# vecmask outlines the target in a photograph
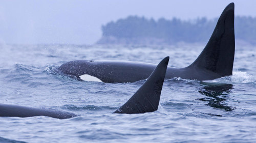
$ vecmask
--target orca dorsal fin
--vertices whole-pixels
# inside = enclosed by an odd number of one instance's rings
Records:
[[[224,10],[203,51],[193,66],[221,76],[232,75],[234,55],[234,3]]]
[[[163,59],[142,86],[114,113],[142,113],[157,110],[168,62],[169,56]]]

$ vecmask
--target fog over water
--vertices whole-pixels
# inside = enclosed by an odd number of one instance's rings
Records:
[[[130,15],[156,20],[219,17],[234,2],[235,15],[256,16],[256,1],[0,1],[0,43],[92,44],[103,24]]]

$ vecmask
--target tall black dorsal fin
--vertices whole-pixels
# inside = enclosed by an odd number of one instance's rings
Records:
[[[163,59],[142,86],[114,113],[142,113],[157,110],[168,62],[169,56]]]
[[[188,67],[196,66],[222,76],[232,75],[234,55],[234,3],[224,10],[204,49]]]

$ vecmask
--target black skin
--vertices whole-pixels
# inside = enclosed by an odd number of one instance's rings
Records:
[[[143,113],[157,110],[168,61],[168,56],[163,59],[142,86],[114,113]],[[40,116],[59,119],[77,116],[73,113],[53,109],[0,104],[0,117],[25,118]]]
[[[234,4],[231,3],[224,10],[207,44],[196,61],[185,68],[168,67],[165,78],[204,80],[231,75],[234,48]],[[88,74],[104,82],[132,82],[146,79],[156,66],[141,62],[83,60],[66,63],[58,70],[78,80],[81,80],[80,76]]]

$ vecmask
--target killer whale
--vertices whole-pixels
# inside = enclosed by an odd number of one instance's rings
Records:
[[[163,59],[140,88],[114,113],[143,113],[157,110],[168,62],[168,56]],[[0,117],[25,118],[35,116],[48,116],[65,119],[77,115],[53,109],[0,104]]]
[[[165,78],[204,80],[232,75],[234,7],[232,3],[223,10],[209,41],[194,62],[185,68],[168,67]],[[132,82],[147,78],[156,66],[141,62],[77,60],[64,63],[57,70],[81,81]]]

# # # #

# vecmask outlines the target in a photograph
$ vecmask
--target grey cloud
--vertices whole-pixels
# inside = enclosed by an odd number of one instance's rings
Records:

# # # #

• _What you will do_:
Could you return every row above that contains the string "target", treating uppercase and lowercase as different?

• _Result of this task_:
# vecmask outlines the target in a photograph
--target orca dorsal fin
--target fog over water
--target tall black dorsal fin
--target black skin
--target killer whale
# vecmask outlines the target in a photograph
--target grey cloud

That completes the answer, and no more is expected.